__Exercise instructions__
Count the lines in the data below that contain the string "tree". Reply with the number alone.

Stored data

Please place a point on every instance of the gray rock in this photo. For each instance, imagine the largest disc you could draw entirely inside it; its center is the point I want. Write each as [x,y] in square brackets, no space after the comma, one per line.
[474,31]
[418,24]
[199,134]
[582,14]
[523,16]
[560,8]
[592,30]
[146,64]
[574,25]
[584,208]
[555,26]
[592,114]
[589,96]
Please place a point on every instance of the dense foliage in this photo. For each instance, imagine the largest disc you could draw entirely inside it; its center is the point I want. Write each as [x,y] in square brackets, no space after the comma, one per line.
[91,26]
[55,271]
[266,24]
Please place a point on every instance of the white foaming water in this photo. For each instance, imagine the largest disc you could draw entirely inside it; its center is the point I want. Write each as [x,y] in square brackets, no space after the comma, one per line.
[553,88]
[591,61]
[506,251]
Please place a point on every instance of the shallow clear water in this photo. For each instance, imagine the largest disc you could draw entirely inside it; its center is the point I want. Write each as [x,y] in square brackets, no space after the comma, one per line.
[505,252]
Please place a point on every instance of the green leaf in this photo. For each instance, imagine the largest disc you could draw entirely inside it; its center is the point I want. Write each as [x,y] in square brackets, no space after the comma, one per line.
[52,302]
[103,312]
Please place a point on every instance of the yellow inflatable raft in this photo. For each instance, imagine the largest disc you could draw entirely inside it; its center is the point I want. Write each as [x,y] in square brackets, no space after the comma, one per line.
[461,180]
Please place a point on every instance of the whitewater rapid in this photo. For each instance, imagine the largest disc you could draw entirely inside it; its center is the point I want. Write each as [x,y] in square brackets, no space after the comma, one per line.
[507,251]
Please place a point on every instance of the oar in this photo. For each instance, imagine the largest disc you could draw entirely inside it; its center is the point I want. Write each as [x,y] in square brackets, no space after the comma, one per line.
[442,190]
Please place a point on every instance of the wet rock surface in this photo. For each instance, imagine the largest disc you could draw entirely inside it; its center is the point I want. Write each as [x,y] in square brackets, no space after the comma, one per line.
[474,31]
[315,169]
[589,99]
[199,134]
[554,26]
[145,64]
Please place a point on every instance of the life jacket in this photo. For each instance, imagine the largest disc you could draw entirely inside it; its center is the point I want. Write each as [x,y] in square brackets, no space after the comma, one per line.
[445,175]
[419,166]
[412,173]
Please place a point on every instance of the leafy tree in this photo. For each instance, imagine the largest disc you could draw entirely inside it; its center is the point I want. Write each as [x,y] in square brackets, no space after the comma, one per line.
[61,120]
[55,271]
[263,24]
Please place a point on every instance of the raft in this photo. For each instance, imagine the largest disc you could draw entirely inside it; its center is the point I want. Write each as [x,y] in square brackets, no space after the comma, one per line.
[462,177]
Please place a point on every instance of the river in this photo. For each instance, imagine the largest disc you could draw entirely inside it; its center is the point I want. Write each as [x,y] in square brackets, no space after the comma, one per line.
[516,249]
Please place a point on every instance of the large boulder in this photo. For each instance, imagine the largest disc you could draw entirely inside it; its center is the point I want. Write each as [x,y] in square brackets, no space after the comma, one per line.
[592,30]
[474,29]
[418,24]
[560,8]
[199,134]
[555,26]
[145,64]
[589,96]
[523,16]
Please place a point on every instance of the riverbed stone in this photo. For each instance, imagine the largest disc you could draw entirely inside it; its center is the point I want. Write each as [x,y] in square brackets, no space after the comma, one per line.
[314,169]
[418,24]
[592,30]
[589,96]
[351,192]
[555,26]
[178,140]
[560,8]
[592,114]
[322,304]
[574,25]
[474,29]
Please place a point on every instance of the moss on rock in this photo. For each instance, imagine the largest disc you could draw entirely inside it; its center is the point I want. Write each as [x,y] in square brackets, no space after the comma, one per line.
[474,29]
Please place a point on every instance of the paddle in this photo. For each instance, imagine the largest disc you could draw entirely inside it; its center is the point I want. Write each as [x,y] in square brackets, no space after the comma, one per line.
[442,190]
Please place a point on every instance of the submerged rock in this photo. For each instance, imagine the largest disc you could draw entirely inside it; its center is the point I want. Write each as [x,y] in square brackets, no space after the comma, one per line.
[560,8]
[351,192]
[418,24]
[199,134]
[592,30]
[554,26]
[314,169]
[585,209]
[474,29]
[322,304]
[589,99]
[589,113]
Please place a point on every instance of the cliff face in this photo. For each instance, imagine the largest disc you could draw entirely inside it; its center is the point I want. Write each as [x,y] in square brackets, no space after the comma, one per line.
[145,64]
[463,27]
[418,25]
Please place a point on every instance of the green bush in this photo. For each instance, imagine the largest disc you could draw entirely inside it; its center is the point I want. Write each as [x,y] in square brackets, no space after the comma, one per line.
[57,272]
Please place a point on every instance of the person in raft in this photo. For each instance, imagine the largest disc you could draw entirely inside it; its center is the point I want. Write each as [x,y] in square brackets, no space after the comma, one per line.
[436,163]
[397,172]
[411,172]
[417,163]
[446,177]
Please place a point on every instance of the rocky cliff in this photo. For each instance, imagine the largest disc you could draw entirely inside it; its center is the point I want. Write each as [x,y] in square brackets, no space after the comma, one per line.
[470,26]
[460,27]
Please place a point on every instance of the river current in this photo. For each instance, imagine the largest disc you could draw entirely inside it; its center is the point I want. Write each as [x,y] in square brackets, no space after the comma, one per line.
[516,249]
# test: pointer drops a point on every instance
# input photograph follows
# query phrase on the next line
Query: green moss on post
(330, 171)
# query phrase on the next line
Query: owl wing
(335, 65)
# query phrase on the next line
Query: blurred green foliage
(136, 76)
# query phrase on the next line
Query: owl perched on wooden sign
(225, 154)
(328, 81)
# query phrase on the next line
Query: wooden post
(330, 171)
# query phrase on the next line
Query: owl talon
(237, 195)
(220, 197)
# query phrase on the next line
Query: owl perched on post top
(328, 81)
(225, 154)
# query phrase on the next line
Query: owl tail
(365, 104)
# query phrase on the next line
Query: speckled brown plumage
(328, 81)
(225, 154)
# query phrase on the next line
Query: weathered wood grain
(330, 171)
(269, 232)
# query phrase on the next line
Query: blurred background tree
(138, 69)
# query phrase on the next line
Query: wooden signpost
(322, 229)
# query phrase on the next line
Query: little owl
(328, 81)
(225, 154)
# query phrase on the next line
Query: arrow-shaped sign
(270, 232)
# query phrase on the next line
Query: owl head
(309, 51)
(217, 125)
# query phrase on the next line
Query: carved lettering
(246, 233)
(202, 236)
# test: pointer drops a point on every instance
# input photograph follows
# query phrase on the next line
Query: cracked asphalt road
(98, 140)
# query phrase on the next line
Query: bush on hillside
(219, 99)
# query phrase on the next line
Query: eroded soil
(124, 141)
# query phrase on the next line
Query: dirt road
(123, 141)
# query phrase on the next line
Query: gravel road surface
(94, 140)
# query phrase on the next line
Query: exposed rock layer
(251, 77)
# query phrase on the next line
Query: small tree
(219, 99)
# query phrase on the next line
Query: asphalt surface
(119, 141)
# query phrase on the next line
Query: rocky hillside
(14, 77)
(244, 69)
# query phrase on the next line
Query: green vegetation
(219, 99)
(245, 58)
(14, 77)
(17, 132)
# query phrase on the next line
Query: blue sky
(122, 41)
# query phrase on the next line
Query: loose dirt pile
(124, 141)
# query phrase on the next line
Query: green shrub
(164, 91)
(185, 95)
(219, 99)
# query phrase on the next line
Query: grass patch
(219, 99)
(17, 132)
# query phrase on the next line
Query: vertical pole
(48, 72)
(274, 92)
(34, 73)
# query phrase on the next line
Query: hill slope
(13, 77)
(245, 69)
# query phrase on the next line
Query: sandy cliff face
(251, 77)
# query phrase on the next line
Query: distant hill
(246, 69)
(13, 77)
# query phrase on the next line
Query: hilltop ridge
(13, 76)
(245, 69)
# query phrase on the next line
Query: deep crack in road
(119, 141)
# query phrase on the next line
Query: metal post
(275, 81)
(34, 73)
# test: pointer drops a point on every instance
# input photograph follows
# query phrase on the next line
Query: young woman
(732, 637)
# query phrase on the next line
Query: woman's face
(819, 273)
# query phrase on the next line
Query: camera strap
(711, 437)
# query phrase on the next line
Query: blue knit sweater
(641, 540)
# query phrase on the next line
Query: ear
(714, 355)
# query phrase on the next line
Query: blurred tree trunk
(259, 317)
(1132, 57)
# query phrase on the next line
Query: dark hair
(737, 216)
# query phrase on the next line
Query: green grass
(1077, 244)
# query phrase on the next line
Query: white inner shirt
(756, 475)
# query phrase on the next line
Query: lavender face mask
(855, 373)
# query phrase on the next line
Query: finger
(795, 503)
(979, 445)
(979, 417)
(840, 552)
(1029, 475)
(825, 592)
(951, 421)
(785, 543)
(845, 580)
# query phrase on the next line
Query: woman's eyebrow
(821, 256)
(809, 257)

__Task response__
4